[Items from a data source]
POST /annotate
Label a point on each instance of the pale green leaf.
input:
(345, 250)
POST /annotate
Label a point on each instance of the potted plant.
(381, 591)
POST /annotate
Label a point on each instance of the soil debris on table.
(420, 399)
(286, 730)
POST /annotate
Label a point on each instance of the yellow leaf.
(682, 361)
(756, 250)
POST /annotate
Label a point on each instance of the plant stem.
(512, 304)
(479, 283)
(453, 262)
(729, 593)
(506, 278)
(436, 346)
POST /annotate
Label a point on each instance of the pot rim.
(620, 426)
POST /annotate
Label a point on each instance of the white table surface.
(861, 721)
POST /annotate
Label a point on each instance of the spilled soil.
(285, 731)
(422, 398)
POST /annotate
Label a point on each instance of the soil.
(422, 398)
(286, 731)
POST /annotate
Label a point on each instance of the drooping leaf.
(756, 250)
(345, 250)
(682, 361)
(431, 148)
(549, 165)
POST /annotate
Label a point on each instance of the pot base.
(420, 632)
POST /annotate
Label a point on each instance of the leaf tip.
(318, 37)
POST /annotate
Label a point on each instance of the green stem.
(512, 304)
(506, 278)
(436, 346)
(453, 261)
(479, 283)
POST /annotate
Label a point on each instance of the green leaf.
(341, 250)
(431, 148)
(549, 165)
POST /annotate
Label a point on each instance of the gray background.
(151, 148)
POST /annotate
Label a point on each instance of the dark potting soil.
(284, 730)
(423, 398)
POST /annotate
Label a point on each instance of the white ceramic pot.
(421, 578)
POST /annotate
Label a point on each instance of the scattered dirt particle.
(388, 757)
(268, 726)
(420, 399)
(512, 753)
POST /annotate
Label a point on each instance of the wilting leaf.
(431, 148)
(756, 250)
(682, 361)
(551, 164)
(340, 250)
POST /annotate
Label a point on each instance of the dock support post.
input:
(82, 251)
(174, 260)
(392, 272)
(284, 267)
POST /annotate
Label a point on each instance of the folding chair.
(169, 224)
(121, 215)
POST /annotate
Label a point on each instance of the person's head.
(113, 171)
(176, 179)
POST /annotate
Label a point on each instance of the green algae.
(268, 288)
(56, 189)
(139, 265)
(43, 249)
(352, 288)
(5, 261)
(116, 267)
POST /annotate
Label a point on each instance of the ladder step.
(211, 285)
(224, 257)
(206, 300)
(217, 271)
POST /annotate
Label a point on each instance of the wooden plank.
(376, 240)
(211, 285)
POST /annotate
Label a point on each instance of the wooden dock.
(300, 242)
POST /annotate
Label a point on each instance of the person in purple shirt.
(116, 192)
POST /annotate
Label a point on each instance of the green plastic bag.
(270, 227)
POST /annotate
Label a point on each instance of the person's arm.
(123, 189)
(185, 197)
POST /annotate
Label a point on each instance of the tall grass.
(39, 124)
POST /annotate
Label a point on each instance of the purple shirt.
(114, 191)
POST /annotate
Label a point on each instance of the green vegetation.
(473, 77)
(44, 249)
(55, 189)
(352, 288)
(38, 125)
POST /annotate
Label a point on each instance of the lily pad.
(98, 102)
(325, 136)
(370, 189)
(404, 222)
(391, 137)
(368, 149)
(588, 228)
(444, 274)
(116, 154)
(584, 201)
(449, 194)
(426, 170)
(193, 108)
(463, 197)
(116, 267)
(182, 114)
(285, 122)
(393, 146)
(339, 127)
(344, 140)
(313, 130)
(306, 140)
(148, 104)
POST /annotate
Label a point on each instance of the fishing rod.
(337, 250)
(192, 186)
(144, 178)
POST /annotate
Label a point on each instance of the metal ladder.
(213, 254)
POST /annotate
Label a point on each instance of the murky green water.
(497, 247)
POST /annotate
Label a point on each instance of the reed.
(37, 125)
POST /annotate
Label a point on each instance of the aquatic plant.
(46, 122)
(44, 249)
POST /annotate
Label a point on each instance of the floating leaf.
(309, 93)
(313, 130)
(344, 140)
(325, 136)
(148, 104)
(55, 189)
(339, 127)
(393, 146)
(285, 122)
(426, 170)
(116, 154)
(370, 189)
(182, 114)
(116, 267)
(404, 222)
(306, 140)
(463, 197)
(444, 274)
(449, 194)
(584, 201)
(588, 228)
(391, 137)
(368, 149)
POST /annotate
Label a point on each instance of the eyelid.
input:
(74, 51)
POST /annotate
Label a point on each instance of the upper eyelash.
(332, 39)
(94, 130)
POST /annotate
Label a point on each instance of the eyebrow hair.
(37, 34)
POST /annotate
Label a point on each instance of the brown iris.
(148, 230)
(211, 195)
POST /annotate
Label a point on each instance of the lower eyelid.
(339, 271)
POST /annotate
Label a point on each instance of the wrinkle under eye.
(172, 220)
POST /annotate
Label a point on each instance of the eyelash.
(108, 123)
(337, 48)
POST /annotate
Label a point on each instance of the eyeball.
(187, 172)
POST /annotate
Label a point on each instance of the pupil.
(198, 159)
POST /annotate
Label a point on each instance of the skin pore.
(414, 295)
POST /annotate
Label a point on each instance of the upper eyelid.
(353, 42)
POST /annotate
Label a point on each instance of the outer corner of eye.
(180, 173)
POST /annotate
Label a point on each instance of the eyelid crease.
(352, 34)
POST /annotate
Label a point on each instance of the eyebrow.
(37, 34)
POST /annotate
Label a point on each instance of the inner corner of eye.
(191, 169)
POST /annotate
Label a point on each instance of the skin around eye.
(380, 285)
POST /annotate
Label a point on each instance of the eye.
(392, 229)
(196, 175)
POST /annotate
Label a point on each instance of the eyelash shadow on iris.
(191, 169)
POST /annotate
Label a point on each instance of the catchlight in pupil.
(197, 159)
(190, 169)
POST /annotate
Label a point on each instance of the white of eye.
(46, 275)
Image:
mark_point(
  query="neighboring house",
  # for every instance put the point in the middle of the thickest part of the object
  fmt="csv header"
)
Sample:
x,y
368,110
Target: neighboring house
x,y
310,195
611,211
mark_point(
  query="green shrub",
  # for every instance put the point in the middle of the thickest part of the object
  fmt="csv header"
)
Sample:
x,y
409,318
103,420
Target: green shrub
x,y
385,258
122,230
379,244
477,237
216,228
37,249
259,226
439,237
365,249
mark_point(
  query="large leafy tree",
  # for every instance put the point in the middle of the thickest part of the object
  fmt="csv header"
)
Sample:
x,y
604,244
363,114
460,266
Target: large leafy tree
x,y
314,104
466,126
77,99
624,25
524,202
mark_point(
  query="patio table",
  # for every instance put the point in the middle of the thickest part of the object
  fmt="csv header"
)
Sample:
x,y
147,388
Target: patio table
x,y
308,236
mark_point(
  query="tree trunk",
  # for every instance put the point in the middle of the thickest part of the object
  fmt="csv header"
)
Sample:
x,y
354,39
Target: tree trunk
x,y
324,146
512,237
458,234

**About this exercise**
Each line of the data has to be written out exactly as it appears.

**Problem solution**
POST /annotate
Label a point on each instance of the pale green leaf.
input:
(345, 250)
POST /annotate
Label a point on each instance of the potted plant.
(381, 591)
POST /annotate
Label a point on each instance of the soil debris on table.
(420, 399)
(286, 730)
POST /annotate
Label a point on each instance of the yellow leaf.
(682, 361)
(756, 250)
POST /annotate
Label a point on each instance of the plant stem.
(512, 304)
(479, 283)
(453, 262)
(729, 593)
(506, 278)
(436, 346)
POST /annotate
Label a point on each instance of the pot rim.
(620, 426)
POST /annotate
Label a point on each instance of the white table surface.
(861, 721)
POST /annotate
Label a point on each instance of the spilled soil.
(285, 731)
(422, 398)
POST /annotate
Label a point on each instance of the soil.
(422, 398)
(286, 731)
POST /annotate
Label a point on each instance of the drooping leaf.
(756, 250)
(345, 250)
(682, 361)
(431, 148)
(549, 165)
POST /annotate
Label a point on each instance of the pot base.
(420, 632)
POST /annotate
Label a point on each instance of the leaf tip.
(318, 37)
POST /annotate
Label a point on each instance of the green stem.
(512, 304)
(506, 278)
(436, 346)
(453, 261)
(479, 283)
POST /annotate
Label a point on each instance of the green leaf.
(341, 250)
(431, 148)
(549, 165)
POST /annotate
Label a point on each instance of the gray background.
(151, 148)
POST /annotate
Label a point on each instance of the dark potting soil.
(284, 730)
(423, 398)
POST /annotate
Label a point on each instance of the white ceramic pot.
(421, 578)
POST /annotate
Label a point on each instance of the scattered dirt particle.
(388, 757)
(268, 726)
(420, 399)
(512, 753)
POST /annotate
Label a point on each instance of the wilting leaf.
(431, 148)
(756, 250)
(682, 361)
(551, 164)
(340, 250)
POST /annotate
Label a point on each instance of the dock support post.
input:
(82, 251)
(174, 260)
(392, 272)
(284, 267)
POST /annotate
Label a point on each instance of the folding chair.
(169, 224)
(121, 215)
POST /annotate
Label a point on each instance of the person's head.
(113, 171)
(176, 179)
POST /annotate
Label a point on each instance of the green algae.
(268, 288)
(56, 189)
(139, 265)
(43, 249)
(352, 288)
(5, 261)
(116, 267)
POST /annotate
Label a point on each instance of the ladder step.
(211, 285)
(224, 257)
(206, 300)
(217, 271)
POST /annotate
Label a point on each instance of the wooden plank.
(376, 240)
(211, 285)
POST /annotate
Label a point on each instance of the wooden dock.
(300, 242)
POST /annotate
Label a point on each instance of the person in purple shirt.
(116, 192)
POST /annotate
Label a point on each instance of the green plastic bag.
(270, 227)
POST /annotate
Label a point on each instance of the person's arm.
(123, 189)
(185, 197)
POST /annotate
Label a point on each instance of the tall grass.
(39, 124)
POST /annotate
Label a point on each instance of the purple shirt.
(114, 191)
POST /annotate
Label a point on each instance of the green vegetation.
(473, 77)
(44, 249)
(55, 189)
(352, 288)
(38, 125)
POST /annotate
Label a point on each instance of the lily pad.
(98, 102)
(325, 136)
(370, 189)
(404, 222)
(391, 137)
(368, 149)
(588, 228)
(444, 274)
(116, 154)
(584, 201)
(449, 194)
(426, 170)
(193, 108)
(463, 197)
(116, 267)
(182, 114)
(285, 122)
(393, 146)
(339, 127)
(344, 140)
(313, 130)
(306, 140)
(148, 104)
POST /annotate
Label a point on each instance of the fishing rod.
(337, 250)
(192, 186)
(144, 178)
POST /annotate
Label a point on each instance of the metal ladder.
(213, 254)
POST /annotate
Label a point on each instance of the murky green water.
(497, 247)
POST /annotate
Label a point on each instance of the reed.
(37, 125)
POST /annotate
Label a point on each instance of the aquatic plant.
(46, 122)
(44, 249)
POST /annotate
Label a point on each instance of the floating leaf.
(309, 93)
(313, 130)
(344, 140)
(325, 136)
(148, 104)
(55, 189)
(339, 127)
(393, 146)
(285, 122)
(426, 170)
(116, 154)
(370, 189)
(182, 114)
(116, 267)
(404, 222)
(306, 140)
(463, 197)
(444, 274)
(449, 194)
(584, 201)
(588, 228)
(391, 137)
(368, 149)
POST /annotate
Label a point on each instance of the eyelid.
input:
(74, 51)
POST /annotate
Label a point on each instance of the upper eyelash.
(332, 39)
(94, 130)
POST /annotate
Label a point on each instance of the eyebrow hair.
(37, 34)
POST /annotate
Label a point on each instance of the brown iris.
(148, 230)
(211, 195)
POST /annotate
Label a point on each instance of the lower eyelid.
(339, 271)
POST /annotate
Label a point on each instance of the wrinkle under eye.
(172, 220)
POST /annotate
Label a point on each instance of the eyelash.
(108, 123)
(337, 48)
POST /annotate
Label a point on each instance of the eyeball.
(187, 172)
POST /annotate
Label a point on each instance of the pupil.
(198, 159)
POST /annotate
Label a point on each instance of the skin pore.
(414, 295)
POST /annotate
Label a point on each instance of the upper eyelid.
(353, 42)
POST /annotate
Label a point on each instance of the outer corner of eye.
(180, 173)
POST /annotate
Label a point on each instance of the eyelid crease.
(352, 34)
POST /annotate
Label a point on each instance of the eyebrow.
(37, 34)
POST /annotate
Label a point on each instance of the inner corner of eye.
(191, 169)
POST /annotate
Label a point on each instance of the skin around eye.
(380, 285)
POST /annotate
Label a point on each instance of the eye.
(392, 229)
(196, 175)
POST /annotate
Label a point on each instance of the eyelash shadow on iris.
(191, 169)
POST /annotate
Label a point on each instance of the catchlight in pupil.
(197, 159)
(190, 169)
POST /annotate
Label a point on each instance of the white of eye.
(46, 275)
Image:
mark_point(
  query="neighboring house",
  # for every instance put the point in the middle of the thickest part of the object
  fmt="csv header"
)
Sample:
x,y
368,110
Target: neighboring house
x,y
310,195
611,211
mark_point(
  query="green shrub",
  # for every instance put the point in the middle of the thickest part of the object
  fmt="csv header"
)
Sample:
x,y
409,318
103,420
Target: green shrub
x,y
385,258
122,230
379,244
477,237
216,228
37,249
259,226
439,237
365,249
mark_point(
  query="large leafy tree",
  # for every instance put the point in the middle of the thickest part of the object
  fmt="csv header"
)
Sample:
x,y
604,244
363,114
460,266
Target: large leafy tree
x,y
314,104
466,126
77,99
624,25
524,202
mark_point(
  query="patio table",
  # for every instance put the point in the middle of the thickest part of the object
  fmt="csv header"
)
Sample:
x,y
147,388
Target: patio table
x,y
308,236
mark_point(
  query="tree trunk",
  # for every instance put the point in the middle of the thickest part of the object
  fmt="csv header"
)
Sample:
x,y
354,39
Target: tree trunk
x,y
324,146
512,237
458,234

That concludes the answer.